## [Stated task]
Transcribe the data that follows precisely, omitting nothing.

## [Named object pointing entries]
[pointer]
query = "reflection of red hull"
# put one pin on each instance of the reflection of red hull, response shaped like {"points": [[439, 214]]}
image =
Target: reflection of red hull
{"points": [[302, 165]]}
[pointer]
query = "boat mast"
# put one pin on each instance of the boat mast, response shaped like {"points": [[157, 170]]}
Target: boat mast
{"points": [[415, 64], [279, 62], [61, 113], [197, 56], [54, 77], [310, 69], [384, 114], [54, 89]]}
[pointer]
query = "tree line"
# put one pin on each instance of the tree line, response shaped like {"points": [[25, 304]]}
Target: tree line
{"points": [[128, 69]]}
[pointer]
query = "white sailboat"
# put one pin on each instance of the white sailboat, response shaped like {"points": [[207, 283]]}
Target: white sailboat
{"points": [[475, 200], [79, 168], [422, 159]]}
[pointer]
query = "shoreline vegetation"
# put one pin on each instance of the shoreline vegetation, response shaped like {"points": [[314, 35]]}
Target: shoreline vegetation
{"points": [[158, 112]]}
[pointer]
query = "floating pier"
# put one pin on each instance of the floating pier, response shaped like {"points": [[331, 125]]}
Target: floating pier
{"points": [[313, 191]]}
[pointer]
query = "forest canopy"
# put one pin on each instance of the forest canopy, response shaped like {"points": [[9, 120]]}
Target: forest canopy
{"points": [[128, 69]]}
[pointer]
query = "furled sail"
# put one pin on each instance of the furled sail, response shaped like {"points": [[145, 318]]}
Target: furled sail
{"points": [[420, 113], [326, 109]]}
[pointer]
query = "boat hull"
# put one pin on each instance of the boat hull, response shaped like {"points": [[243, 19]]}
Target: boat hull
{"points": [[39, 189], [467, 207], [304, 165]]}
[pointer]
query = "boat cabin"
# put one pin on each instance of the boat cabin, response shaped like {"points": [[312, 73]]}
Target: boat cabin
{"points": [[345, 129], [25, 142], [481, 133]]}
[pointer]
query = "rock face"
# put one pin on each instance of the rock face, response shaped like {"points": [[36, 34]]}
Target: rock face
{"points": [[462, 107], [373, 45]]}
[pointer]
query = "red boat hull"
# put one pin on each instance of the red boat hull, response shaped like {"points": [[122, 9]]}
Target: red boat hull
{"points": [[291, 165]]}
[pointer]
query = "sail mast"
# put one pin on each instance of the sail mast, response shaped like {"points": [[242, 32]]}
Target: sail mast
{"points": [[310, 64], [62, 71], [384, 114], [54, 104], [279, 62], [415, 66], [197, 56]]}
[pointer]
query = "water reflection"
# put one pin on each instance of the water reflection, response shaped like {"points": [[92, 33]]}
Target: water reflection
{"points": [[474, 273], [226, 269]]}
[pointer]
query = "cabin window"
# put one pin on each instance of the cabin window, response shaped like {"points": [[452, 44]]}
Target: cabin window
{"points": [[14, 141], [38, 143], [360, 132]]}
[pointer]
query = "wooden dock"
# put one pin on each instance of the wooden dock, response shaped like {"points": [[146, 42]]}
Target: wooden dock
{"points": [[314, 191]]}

## [The solution]
[pointer]
query = "reflection of red hull"
# put one pin on each instance of the reflection of red hull, response shaped like {"points": [[439, 214]]}
image =
Target: reflection of red hull
{"points": [[302, 165]]}
[pointer]
query = "boat mast"
# put one pin on each instance of the boat mast, response shaped like {"points": [[157, 170]]}
Target: boat mast
{"points": [[415, 64], [279, 62], [61, 113], [197, 56], [54, 77], [310, 69], [384, 114], [54, 89]]}
[pointer]
query = "tree line"
# put one pin on each instance of the tree line, response shaped like {"points": [[25, 304]]}
Target: tree line
{"points": [[128, 69]]}
[pointer]
query = "white sailboat"
# put one pin on each instance of the white sailboat, response shaped like {"points": [[207, 283]]}
Target: white sailboat
{"points": [[475, 200], [79, 168], [422, 159]]}
[pointer]
query = "shoreline vegetation"
# put one pin on each instance of the shoreline vegetation, response shaped like {"points": [[314, 35]]}
Target: shoreline vegetation
{"points": [[158, 112]]}
[pointer]
query = "floating pier"
# put one pin on each instance of the floating pier, response shaped like {"points": [[331, 125]]}
Target: floating pier
{"points": [[313, 191]]}
[pointer]
query = "forest canopy"
# put one pin on each instance of the forest canopy, response shaped like {"points": [[9, 120]]}
Target: forest canopy
{"points": [[128, 69]]}
[pointer]
query = "furled sail"
# put one pin on each instance of the furled sail, response shaped like {"points": [[145, 318]]}
Target: furled sail
{"points": [[420, 113], [326, 109]]}
[pointer]
query = "boat hull"
# put one pin on each instance of the boat hull, response shaped like {"points": [[243, 19]]}
Target: boat hull
{"points": [[39, 189], [467, 207], [304, 165]]}
[pointer]
query = "boat cabin"
# put one pin on each instance of the boat cabin, response shaped like {"points": [[312, 73]]}
Target: boat cabin
{"points": [[345, 129], [25, 142], [481, 133]]}
[pointer]
query = "rock face"
# put one pin on each instance of the rock face, response shaped like {"points": [[36, 34]]}
Target: rock face
{"points": [[462, 107], [373, 45]]}
[pointer]
query = "red boat hull"
# put one pin on each instance of the red boat hull, response shaped like {"points": [[122, 9]]}
Target: red boat hull
{"points": [[291, 165]]}
[pointer]
query = "sail mast"
# put one pin on each instance of the sail mast, response shaped like {"points": [[242, 32]]}
Target: sail mast
{"points": [[310, 64], [62, 71], [384, 114], [54, 104], [279, 62], [415, 66], [197, 56]]}
[pointer]
query = "water reflection"
# put one pin on each instance of the water reflection, response shaped like {"points": [[92, 33]]}
Target: water reflection
{"points": [[474, 273], [226, 269]]}
[pointer]
query = "cabin window"
# put one pin on each instance of the cabin window, response shaped like {"points": [[452, 44]]}
Target: cabin window
{"points": [[14, 141], [38, 143], [360, 132]]}
[pointer]
query = "wooden dock"
# put one pin on each instance of the wooden dock, response shaped like {"points": [[146, 42]]}
Target: wooden dock
{"points": [[314, 191]]}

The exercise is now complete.